Activity: Scan the records below for the line with "det: green foliage" and the line with "det: street sign". Repeat those two lines and every line between them exactly, and nothing else.

Data for the task:
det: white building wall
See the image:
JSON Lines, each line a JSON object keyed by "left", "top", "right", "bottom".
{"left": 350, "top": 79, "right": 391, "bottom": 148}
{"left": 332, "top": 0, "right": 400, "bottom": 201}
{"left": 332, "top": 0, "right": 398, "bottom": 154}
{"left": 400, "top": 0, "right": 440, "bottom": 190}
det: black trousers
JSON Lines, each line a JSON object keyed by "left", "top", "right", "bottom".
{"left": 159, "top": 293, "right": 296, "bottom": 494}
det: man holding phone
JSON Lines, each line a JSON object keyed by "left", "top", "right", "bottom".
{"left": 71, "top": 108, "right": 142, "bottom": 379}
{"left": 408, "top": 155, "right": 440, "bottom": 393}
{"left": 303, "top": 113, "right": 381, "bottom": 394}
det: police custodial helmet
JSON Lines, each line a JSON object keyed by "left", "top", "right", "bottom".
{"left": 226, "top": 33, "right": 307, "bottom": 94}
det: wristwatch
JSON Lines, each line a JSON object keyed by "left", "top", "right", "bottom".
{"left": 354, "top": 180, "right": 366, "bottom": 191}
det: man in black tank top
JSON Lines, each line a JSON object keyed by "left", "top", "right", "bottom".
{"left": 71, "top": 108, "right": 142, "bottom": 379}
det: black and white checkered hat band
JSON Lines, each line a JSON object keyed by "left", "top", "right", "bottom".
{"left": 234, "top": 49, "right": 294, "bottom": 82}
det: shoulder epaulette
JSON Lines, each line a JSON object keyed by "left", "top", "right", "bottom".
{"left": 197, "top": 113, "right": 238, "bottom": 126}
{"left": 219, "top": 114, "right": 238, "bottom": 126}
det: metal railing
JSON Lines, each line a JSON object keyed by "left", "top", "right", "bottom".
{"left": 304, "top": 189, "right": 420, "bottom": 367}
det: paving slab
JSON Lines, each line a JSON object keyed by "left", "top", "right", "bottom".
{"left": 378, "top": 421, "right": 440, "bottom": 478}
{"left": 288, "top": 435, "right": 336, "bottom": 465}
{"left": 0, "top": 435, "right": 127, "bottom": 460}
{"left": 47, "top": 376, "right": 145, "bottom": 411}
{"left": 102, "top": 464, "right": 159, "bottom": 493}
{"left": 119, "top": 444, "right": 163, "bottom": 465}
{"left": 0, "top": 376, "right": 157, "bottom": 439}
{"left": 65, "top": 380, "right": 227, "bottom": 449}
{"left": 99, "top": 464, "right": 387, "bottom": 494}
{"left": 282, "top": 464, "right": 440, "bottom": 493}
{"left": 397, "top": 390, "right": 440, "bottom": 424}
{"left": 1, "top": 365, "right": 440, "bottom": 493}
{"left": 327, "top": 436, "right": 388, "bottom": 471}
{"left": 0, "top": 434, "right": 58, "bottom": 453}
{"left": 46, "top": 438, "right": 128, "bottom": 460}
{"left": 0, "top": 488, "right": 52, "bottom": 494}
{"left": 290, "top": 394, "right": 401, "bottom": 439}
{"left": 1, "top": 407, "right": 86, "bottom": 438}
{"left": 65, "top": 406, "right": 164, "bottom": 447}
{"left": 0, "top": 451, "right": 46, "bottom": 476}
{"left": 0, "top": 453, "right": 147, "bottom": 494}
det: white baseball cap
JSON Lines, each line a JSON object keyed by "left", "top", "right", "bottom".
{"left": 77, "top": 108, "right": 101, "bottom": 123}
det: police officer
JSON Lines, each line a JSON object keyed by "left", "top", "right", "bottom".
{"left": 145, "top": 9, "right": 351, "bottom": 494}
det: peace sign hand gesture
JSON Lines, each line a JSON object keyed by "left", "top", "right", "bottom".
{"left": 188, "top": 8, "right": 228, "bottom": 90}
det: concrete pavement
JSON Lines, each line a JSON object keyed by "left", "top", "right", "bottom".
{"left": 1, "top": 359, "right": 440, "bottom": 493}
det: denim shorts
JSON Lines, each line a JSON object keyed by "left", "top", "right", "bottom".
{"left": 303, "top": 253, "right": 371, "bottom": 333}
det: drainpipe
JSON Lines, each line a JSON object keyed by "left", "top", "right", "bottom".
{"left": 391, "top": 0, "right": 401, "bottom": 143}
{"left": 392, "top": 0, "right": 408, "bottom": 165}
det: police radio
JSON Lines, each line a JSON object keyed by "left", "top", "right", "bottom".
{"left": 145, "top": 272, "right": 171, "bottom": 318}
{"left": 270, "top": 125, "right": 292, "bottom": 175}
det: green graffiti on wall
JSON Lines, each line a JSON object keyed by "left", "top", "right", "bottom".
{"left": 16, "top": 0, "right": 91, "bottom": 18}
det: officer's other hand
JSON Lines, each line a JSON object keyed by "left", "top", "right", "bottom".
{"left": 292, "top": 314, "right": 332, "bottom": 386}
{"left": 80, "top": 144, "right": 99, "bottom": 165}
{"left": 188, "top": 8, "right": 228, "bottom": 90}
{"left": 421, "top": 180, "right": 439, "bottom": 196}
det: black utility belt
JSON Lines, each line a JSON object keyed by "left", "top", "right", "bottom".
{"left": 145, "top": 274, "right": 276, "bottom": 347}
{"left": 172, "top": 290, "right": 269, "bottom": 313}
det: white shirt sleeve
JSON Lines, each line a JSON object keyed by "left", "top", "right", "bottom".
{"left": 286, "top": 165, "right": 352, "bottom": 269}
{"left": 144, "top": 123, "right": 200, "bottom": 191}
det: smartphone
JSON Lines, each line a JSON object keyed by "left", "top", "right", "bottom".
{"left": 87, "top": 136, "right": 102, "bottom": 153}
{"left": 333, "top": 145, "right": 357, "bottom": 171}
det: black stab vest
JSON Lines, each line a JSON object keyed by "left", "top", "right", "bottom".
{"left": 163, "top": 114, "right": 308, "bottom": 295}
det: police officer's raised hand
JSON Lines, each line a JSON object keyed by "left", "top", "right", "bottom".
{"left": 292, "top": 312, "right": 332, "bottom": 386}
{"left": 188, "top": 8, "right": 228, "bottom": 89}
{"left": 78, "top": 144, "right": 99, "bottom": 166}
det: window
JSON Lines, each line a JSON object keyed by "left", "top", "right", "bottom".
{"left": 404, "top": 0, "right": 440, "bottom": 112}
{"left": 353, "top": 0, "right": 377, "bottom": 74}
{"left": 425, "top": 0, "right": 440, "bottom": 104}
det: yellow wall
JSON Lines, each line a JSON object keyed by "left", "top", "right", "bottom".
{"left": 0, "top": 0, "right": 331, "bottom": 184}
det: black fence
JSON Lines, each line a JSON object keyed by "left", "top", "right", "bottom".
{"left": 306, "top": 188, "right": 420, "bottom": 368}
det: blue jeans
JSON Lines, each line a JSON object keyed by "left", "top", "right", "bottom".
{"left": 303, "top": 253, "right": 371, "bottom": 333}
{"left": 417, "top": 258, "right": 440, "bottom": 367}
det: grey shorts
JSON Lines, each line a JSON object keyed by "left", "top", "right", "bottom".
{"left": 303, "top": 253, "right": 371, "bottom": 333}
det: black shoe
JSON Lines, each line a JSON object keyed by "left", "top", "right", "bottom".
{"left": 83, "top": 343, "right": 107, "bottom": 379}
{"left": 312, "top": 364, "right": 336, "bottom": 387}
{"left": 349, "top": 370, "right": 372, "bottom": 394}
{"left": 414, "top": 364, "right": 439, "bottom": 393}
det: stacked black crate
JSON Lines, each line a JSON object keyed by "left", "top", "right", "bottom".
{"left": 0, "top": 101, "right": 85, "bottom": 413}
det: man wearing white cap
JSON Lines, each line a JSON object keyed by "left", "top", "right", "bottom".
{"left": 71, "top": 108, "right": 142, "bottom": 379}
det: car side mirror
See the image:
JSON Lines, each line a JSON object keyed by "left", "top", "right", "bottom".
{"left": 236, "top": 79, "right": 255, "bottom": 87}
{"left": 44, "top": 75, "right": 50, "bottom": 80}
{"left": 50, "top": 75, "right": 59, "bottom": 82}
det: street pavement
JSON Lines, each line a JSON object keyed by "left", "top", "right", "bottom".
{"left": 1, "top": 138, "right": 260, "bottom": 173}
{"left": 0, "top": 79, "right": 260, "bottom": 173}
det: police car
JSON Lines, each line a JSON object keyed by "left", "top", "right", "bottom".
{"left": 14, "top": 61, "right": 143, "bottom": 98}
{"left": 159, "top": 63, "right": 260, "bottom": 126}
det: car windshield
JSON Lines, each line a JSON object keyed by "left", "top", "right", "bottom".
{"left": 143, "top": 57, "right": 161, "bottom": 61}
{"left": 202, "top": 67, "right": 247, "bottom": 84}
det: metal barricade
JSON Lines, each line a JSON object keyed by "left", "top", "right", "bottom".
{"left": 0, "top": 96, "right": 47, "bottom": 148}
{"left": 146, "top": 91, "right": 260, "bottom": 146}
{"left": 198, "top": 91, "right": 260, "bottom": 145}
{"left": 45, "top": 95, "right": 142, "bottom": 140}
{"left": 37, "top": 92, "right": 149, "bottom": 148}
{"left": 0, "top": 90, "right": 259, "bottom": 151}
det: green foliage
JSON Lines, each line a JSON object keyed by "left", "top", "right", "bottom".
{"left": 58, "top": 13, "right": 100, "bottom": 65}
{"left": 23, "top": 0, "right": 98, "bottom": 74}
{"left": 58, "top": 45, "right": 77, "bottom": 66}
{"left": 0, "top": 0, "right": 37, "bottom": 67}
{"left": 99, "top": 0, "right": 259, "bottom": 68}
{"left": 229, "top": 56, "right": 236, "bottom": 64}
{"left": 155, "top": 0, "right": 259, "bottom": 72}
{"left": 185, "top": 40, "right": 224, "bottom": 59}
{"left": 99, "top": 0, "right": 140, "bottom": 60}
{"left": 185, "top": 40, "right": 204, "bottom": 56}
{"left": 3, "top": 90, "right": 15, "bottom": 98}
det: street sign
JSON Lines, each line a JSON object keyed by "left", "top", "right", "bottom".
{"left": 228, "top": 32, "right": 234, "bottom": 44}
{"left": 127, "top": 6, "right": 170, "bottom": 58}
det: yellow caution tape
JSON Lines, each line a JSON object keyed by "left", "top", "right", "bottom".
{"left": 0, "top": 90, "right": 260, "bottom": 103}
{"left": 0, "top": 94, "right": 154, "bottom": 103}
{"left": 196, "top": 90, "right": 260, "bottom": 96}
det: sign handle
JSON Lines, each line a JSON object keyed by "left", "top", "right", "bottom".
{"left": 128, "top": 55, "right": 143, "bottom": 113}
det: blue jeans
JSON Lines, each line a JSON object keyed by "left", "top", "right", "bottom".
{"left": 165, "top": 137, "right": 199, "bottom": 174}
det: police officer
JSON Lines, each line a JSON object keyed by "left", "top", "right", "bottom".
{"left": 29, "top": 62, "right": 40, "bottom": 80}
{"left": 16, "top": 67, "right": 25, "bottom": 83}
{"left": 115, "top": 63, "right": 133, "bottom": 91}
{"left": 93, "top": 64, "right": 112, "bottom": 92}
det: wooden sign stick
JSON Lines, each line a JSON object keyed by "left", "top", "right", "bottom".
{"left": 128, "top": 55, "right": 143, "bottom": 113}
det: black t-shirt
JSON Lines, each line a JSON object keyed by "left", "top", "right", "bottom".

Answer box:
det: green foliage
JSON Lines, each line a JSON object keyed by "left", "top", "right", "bottom".
{"left": 58, "top": 13, "right": 100, "bottom": 65}
{"left": 23, "top": 0, "right": 98, "bottom": 74}
{"left": 58, "top": 45, "right": 77, "bottom": 66}
{"left": 0, "top": 0, "right": 37, "bottom": 67}
{"left": 99, "top": 0, "right": 259, "bottom": 68}
{"left": 229, "top": 56, "right": 236, "bottom": 64}
{"left": 155, "top": 0, "right": 259, "bottom": 72}
{"left": 185, "top": 40, "right": 224, "bottom": 59}
{"left": 99, "top": 0, "right": 140, "bottom": 60}
{"left": 185, "top": 40, "right": 204, "bottom": 56}
{"left": 3, "top": 90, "right": 15, "bottom": 98}
det: street sign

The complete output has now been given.